Only the lines from the one with "of the lawn" onward are wanted, through the last line of the entries, set down exactly.
--- BEGIN Extracted entries ---
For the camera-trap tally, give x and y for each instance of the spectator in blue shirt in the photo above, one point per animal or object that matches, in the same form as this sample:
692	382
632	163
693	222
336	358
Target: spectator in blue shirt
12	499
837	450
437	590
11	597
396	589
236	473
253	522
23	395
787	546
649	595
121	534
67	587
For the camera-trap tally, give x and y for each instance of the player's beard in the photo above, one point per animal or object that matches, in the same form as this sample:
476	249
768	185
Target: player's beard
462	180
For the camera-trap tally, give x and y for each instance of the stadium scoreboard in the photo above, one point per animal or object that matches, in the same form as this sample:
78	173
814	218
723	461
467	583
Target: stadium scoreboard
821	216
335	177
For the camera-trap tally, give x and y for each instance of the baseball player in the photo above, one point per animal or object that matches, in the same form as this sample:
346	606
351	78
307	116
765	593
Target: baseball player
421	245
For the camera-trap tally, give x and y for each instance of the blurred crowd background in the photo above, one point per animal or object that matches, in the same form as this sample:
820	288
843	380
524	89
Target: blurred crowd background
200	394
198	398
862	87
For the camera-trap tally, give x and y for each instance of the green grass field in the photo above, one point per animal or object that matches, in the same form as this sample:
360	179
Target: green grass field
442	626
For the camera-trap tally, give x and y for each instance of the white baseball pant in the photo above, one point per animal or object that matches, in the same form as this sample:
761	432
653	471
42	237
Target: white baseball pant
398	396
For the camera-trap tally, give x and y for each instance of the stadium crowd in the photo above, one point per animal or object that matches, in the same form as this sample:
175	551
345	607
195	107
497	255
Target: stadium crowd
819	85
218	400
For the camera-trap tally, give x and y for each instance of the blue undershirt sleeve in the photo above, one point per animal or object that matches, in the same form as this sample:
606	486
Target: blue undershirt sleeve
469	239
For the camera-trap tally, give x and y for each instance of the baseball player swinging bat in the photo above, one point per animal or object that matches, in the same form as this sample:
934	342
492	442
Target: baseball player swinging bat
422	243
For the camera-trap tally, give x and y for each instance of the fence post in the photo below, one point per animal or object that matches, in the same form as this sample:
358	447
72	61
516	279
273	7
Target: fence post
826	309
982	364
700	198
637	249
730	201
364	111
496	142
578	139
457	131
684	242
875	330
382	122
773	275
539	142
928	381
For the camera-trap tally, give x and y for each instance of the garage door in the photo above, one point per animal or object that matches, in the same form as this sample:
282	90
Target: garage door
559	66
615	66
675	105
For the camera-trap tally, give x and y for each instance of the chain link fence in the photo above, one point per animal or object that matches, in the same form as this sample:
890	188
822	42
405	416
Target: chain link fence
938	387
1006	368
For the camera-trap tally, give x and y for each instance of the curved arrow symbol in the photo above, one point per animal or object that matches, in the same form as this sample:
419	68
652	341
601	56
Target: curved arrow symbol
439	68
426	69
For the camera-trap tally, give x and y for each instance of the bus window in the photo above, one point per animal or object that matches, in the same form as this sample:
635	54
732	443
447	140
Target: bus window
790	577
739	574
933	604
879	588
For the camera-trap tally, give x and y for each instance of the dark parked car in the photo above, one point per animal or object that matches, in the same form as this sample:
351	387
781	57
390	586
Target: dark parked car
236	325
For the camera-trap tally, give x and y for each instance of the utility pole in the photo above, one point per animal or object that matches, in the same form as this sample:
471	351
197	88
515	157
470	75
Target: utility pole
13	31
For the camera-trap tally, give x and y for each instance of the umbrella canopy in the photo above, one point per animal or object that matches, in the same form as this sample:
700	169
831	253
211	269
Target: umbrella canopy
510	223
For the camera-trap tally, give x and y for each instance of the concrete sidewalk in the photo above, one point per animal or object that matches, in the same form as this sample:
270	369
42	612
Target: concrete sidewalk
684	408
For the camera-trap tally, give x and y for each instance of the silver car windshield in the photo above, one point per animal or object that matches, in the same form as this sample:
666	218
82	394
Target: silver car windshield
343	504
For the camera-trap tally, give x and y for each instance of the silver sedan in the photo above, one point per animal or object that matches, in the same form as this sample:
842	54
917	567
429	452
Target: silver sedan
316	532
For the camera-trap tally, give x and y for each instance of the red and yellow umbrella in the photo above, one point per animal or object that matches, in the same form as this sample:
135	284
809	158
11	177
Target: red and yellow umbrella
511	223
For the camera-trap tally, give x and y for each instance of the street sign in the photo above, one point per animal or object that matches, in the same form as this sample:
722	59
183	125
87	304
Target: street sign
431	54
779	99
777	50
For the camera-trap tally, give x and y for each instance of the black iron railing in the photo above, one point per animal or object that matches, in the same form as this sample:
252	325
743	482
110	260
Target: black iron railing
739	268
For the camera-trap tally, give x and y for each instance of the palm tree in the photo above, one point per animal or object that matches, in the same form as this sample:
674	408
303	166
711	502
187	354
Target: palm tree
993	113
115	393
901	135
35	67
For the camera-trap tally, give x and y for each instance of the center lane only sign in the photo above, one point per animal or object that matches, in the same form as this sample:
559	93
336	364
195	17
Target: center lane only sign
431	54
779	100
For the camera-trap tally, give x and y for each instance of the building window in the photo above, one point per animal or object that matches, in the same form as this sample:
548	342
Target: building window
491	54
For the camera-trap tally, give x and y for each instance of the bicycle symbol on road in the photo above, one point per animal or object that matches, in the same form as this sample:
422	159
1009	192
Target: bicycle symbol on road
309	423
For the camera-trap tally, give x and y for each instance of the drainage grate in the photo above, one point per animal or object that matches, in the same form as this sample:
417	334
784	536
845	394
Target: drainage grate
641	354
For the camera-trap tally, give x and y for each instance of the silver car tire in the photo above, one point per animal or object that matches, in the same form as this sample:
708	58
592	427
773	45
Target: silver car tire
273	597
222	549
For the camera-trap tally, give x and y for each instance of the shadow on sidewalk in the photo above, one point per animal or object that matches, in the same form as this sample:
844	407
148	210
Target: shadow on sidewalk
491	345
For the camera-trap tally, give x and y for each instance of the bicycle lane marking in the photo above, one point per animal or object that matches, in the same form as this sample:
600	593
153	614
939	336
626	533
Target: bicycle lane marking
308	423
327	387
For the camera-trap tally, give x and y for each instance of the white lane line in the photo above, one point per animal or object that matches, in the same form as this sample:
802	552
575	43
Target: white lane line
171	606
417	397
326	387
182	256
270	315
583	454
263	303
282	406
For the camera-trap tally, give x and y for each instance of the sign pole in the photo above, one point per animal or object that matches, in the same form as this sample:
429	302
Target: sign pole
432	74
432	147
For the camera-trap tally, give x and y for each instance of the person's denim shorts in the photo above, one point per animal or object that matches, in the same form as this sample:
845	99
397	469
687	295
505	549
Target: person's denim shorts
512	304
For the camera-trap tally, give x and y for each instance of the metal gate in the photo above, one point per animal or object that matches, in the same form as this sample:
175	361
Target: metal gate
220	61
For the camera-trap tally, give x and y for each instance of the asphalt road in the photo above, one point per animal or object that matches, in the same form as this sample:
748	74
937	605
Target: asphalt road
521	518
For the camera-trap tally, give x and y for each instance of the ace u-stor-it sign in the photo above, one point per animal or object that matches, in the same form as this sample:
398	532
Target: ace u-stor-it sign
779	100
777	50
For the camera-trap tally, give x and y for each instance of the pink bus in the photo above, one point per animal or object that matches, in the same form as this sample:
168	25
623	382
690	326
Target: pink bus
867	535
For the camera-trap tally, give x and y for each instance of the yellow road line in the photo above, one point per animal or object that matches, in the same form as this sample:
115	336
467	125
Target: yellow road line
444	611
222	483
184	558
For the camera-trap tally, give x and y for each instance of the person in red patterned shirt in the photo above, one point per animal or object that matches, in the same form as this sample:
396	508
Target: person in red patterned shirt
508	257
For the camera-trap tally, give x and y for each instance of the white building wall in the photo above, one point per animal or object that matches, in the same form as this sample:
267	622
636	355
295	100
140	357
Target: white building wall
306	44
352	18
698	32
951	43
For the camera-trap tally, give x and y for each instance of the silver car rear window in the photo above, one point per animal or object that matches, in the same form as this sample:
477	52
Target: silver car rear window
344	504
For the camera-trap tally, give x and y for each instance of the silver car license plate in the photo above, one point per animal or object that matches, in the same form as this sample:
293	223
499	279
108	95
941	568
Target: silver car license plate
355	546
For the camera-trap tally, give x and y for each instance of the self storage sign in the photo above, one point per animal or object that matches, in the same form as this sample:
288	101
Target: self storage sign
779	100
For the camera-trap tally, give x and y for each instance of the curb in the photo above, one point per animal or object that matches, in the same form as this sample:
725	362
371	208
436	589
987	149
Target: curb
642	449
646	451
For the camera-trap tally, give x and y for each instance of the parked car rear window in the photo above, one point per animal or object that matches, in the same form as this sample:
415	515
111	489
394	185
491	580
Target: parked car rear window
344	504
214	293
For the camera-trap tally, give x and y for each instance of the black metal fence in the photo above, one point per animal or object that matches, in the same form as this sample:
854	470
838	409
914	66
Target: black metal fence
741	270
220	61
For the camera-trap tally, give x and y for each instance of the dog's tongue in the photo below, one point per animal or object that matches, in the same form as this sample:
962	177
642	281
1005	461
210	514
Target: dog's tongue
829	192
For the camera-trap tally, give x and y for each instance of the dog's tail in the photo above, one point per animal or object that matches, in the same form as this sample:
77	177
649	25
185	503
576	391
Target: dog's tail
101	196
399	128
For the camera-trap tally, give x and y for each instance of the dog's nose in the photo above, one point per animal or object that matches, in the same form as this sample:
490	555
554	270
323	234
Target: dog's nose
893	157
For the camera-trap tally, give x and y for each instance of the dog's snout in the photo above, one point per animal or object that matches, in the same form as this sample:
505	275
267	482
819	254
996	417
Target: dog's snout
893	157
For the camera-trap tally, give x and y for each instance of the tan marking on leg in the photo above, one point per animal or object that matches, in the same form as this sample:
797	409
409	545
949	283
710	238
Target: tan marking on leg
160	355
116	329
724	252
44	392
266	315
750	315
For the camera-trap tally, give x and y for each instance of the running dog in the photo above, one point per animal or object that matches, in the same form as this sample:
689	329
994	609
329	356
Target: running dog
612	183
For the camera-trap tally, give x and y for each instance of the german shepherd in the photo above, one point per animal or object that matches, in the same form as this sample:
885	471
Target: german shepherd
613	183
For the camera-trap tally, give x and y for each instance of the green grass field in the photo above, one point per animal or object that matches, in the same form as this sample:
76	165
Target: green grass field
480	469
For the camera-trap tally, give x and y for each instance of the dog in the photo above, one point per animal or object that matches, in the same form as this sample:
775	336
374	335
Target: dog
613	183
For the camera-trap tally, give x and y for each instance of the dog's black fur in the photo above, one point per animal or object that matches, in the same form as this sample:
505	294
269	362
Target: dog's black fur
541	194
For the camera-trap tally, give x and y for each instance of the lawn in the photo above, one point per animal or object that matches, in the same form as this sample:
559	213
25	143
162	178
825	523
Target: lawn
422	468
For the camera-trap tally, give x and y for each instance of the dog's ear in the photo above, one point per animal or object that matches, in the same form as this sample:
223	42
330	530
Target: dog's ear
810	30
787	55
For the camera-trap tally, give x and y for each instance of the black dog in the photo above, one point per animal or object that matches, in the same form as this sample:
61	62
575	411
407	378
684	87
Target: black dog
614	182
--- END Extracted entries ---
Result:
For the camera-trap tally, give x and y for each instance of the lawn in the photo above, one point per animal or object that matches, in the same form as this sample:
559	213
25	143
162	178
825	523
Target: lawn
422	468
For the camera-trap tally, give x and y for each instance of the dog's ear in the photo above, one point per animal or object that matches, in the same form as this sample:
223	42
330	530
Target: dog's ear
810	30
787	55
For the camera-trap tally, give x and y for each instance of the black dog in the photo above, one point per animal or object that matches, in the same form as this sample:
61	62
575	411
407	378
684	87
Target: black dog
614	182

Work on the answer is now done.